Please write out the material below exactly as given.

::: Supplied records

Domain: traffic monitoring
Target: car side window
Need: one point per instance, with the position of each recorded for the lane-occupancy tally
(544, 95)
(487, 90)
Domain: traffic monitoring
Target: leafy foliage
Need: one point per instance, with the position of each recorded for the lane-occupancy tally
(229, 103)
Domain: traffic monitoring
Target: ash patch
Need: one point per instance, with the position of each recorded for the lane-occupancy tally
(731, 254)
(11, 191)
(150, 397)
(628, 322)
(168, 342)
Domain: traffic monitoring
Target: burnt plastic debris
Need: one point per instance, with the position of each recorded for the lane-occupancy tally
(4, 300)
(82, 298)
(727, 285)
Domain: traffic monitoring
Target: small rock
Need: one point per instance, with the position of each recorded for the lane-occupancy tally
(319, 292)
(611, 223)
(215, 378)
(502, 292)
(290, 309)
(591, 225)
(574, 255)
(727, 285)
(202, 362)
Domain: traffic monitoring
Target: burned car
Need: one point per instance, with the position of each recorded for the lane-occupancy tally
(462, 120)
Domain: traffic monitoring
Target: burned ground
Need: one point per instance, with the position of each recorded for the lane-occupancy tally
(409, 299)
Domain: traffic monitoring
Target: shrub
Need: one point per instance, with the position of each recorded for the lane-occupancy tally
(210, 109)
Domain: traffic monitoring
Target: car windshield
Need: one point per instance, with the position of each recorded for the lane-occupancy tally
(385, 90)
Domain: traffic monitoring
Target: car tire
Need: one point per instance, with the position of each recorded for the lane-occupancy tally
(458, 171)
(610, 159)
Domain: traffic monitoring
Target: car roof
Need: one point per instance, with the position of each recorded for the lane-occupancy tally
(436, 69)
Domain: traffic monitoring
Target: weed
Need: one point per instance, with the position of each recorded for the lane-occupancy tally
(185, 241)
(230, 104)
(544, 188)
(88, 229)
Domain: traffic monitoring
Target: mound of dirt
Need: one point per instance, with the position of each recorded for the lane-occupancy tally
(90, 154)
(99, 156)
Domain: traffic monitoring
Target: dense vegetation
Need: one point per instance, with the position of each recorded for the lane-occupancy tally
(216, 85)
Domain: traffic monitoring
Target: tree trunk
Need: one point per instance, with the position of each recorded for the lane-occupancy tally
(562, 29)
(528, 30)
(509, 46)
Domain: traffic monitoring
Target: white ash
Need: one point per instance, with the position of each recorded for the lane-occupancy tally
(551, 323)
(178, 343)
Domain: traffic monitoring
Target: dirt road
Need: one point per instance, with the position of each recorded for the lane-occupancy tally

::::::

■ **Result of the task**
Domain: traffic monitoring
Target: car side window
Need: one point per instance, with the position of each recorded for the lane-occupancy tally
(544, 95)
(487, 90)
Domain: traffic monitoring
Target: leafy foliage
Need: one point per instance, with the position of each recorded for the lane-occupancy tally
(229, 103)
Domain: traffic monitoring
Target: ash patch
Need: one point per instance, with the position of each recorded for the lane-occupancy tally
(731, 254)
(11, 191)
(150, 397)
(628, 322)
(168, 342)
Domain: traffic monitoring
Target: burnt plastic debris
Need: one point per instance, with the position of each recorded for the lane-occupancy tally
(4, 300)
(82, 298)
(727, 285)
Domain: traffic monitoring
Target: small rock
Need: one point per instance, with the position of each recorded for the lane-occupancy tally
(319, 292)
(611, 223)
(215, 378)
(502, 292)
(290, 309)
(591, 225)
(574, 255)
(727, 285)
(202, 362)
Domain: traffic monitoring
Target: burned car
Need: one point per instance, with the position of each recorded for the lane-occupancy tally
(462, 120)
Domain: traffic monitoring
Target: burned ground
Need: one point per instance, with the position of each recorded for the lane-occupancy tally
(409, 299)
Domain: traffic monitoring
Target: shrub
Need: one point per instance, with the position of each recorded for the lane-occupancy tally
(210, 109)
Domain: traffic monitoring
Target: car windshield
Need: one point per instance, with the position of each recorded for the lane-occupancy tally
(385, 90)
Domain: traffic monitoring
Target: car tire
Need: one point per instance, with the position of each recorded for the lane-occupancy tally
(458, 171)
(610, 159)
Domain: traffic monitoring
Target: car roof
Need: one point per instance, with the position of each recorded for the lane-occupancy tally
(436, 69)
Domain: traffic monitoring
Target: weed
Need: one point per instance, with the position of each recorded for the lane-occupancy tally
(185, 241)
(230, 104)
(544, 188)
(88, 229)
Domain: traffic monitoring
Target: mound of dirt
Need: one point per instance, with the position of each recorded for the lane-occupancy tally
(90, 154)
(99, 156)
Domain: traffic monitoring
Target: dense vegetation
Need: one point per instance, with the position of each recorded for the lane-occupancy tally
(216, 85)
Domain: traffic monitoring
Target: tree trunk
Need: one point per instance, with the position of each recorded for the lane-occupancy tally
(562, 29)
(528, 30)
(509, 46)
Domain: traffic monitoring
Target: white ash
Need: one point per instance, with the position of each recorded for the lane-occupancy tally
(551, 323)
(178, 343)
Domain: traffic monitoring
Target: dirt road
Need: one point per instance, with the position of each recorded for the lane-occupancy tally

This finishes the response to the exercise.